→ **EXERCISE INSTRUCTIONS**
A) For the article on hiring challenges, decide whether each statement agrees with it, answering yes or no and quoting the deciding words: (i) experts expect 2022 to bring more of the same as the previous year; (ii) inclusive benefits are meant to replace traditional health insurance and 401(k) plans; (iii) leaders are advised to consult current employees about which benefits to offer.
B) Continue the article on hiring challenges, starting after its final sentence.

→ **DOCUMENT SEGMENT**

* * * * *

Last year was defined by the Great Resignation (or Great Reshuffle) and experts are predicting that 2022 will feature more of the same.
A few factors are impacting hiring challenges, including the pandemic’s volatility, changing employee demands, limited availability from working parents, and skyrocketing consumer demand.
However, there are two trends that may help companies combat this issue: inclusive benefits and personal finance offerings.
Historically, competitive salaries and bonuses have helped drive hiring processes. However, sprucing up these offerings could help businesses alleviate the high cost of hiring, while attracting top talent.
For instance, along with including traditional health insurance and 401(k) plans, inclusive benefits could expand to incorporate discounted memberships to gyms, free financial counseling, or access to mental health resources.
However, leaders should receive input from current employees to understand which benefits would offer the most support. This shows current staff that the company is eager to apply their feedback and can make attracting new workers much easier.

* * * * *

→ **DATA PROVIDED**
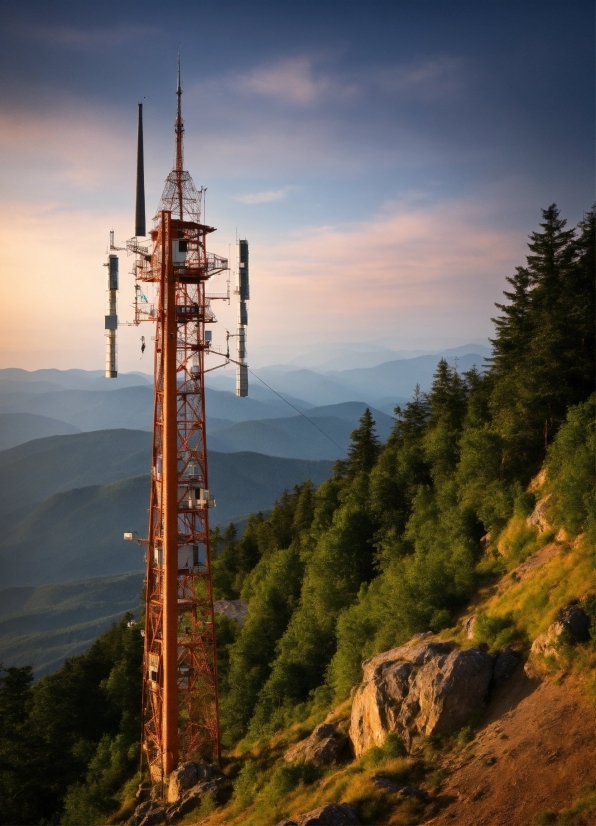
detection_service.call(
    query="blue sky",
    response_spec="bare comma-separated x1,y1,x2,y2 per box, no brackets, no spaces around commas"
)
0,0,594,369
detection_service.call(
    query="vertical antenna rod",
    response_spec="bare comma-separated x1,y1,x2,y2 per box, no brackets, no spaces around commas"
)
236,239,250,396
105,230,118,379
174,52,184,221
135,103,147,238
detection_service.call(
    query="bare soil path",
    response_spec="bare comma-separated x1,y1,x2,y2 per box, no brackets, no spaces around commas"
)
428,667,596,826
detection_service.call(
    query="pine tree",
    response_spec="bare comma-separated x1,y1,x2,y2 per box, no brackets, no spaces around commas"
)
490,204,594,480
347,407,381,479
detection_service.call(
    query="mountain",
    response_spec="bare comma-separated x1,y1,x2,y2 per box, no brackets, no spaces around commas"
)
0,571,143,677
0,413,80,451
0,384,153,430
209,402,393,459
0,367,153,393
0,438,331,586
0,430,151,515
330,353,487,404
212,345,490,406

* * * * *

→ **RESPONSES BY TASK**
A)
(i) Yes: "experts are predicting that 2022 will feature more of the same."
(ii) No: "along with including traditional health insurance and 401(k) plans, inclusive benefits could expand to incorporate discounted memberships to gyms, free financial counseling, or access to mental health resources."
(iii) Yes: "leaders should receive input from current employees to understand which benefits would offer the most support."

B)
As part of identifying the right inclusive benefits for employees, personal finance offerings should take a leading role.
According to a PwC survey, 63% of professionals noted an increase in their financial stress since the onset of the pandemic, and as inflation balloons, we can expect this pressure to sustain through much of 2022.
Although some leaders may think it is not their place to adjust their financial support during these times, they may want to reconsider. Employee financial stress doesn’t just impact the cost of their groceries, it can hinder their overall wellbeing and productivity.